***** Supplied data *****
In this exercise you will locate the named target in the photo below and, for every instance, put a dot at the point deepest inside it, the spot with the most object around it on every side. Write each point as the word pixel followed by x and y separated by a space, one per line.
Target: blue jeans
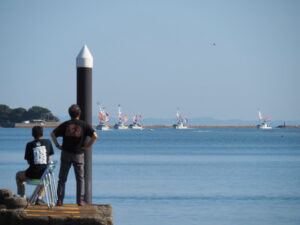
pixel 77 160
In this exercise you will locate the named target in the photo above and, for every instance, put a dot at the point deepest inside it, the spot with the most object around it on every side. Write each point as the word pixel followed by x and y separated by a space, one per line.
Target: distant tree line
pixel 8 116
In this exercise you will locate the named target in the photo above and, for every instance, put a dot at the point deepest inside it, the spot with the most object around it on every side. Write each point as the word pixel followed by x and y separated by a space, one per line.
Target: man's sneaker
pixel 40 202
pixel 81 203
pixel 59 203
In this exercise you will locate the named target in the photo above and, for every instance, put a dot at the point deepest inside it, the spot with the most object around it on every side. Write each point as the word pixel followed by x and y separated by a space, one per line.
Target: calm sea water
pixel 198 176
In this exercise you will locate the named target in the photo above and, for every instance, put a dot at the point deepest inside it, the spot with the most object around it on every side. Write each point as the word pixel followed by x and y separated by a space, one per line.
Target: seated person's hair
pixel 74 111
pixel 37 131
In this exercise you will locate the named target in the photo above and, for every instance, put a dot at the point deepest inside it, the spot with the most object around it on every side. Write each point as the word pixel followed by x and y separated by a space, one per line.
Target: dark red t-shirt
pixel 74 133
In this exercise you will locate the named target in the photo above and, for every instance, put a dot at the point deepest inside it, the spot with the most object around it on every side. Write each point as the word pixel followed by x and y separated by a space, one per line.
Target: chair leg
pixel 34 195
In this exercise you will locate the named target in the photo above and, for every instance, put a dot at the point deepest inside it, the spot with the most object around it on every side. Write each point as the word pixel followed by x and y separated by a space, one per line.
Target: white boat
pixel 103 118
pixel 135 123
pixel 263 122
pixel 181 121
pixel 120 124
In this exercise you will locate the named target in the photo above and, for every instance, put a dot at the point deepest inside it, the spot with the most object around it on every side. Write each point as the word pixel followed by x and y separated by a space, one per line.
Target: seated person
pixel 37 154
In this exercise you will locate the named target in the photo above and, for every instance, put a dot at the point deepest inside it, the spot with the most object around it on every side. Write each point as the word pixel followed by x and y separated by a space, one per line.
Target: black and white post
pixel 84 63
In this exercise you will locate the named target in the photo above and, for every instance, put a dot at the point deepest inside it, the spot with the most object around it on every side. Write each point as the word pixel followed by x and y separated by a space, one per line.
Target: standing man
pixel 74 133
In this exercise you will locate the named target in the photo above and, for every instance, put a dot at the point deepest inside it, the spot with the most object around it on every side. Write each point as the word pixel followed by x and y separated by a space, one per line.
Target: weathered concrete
pixel 13 212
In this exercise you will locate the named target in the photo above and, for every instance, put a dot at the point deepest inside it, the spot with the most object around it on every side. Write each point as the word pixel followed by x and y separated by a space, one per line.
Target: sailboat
pixel 181 121
pixel 120 124
pixel 103 118
pixel 135 123
pixel 263 122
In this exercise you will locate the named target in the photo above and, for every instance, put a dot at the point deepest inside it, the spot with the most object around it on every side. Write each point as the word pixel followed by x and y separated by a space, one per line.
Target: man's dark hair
pixel 74 111
pixel 37 132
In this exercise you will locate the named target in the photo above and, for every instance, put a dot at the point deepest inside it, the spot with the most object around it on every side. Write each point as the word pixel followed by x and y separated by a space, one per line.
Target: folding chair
pixel 47 181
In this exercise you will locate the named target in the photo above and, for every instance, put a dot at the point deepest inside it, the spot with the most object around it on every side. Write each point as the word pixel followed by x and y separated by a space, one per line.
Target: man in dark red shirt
pixel 74 133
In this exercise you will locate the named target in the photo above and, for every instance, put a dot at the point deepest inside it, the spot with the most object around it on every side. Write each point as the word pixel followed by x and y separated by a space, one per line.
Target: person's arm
pixel 91 142
pixel 54 139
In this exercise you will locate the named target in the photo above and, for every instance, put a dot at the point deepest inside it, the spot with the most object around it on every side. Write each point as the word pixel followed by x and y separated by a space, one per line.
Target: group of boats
pixel 103 118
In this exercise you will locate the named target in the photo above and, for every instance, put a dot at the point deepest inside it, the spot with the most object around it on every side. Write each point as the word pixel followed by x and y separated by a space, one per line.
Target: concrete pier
pixel 13 211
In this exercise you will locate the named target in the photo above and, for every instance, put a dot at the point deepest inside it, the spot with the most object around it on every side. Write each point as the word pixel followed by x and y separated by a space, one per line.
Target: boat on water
pixel 263 122
pixel 135 123
pixel 103 118
pixel 281 126
pixel 121 119
pixel 181 121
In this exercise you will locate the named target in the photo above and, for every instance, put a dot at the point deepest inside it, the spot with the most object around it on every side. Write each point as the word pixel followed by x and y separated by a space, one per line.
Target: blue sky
pixel 154 56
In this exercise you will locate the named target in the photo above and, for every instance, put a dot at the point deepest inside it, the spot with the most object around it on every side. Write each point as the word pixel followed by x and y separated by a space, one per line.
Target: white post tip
pixel 84 58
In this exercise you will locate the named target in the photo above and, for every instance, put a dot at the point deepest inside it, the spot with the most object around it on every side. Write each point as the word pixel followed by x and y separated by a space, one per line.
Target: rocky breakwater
pixel 14 211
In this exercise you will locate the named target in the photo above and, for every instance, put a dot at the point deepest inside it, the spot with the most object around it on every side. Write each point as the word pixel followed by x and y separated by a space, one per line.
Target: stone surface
pixel 15 202
pixel 65 215
pixel 4 193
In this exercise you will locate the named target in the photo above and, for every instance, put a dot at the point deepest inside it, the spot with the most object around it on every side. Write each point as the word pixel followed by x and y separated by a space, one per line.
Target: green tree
pixel 17 115
pixel 37 112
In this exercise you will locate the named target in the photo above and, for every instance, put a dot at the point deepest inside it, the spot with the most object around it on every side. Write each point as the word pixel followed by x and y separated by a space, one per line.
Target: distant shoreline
pixel 55 124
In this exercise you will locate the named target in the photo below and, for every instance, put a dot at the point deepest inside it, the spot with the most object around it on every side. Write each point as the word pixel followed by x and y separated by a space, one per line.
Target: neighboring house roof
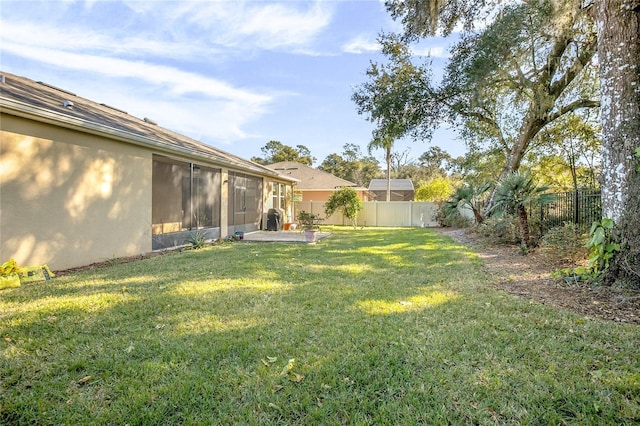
pixel 311 179
pixel 39 101
pixel 396 185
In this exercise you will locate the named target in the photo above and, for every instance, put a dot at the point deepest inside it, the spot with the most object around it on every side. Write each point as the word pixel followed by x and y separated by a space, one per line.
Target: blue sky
pixel 231 73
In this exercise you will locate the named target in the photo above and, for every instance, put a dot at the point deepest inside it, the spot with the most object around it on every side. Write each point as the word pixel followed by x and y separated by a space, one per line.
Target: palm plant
pixel 467 196
pixel 515 191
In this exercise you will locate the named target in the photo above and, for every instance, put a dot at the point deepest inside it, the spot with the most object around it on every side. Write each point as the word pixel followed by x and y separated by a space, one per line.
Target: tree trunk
pixel 525 233
pixel 389 173
pixel 619 59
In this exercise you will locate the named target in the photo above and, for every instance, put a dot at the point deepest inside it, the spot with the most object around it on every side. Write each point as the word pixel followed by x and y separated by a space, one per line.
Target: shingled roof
pixel 23 97
pixel 396 185
pixel 311 179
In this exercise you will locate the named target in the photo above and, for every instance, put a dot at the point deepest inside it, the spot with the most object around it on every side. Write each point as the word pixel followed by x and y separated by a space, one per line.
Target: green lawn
pixel 374 326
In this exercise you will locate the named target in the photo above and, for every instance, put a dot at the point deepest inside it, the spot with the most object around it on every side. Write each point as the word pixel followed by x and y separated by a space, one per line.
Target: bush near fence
pixel 581 207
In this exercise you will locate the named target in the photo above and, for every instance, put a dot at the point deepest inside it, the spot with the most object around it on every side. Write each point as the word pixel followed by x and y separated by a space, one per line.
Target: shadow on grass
pixel 383 326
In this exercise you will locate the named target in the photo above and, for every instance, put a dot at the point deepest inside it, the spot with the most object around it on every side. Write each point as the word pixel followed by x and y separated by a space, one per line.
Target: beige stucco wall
pixel 68 198
pixel 324 195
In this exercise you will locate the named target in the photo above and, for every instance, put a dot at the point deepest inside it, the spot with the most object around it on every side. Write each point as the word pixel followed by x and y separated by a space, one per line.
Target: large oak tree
pixel 618 45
*****
- **Directive**
Gather every line in the listing that contains the word "person", and copy each one in full.

- **Answer for the task**
Target: seated person's hair
Target: seated person
Target: person's arm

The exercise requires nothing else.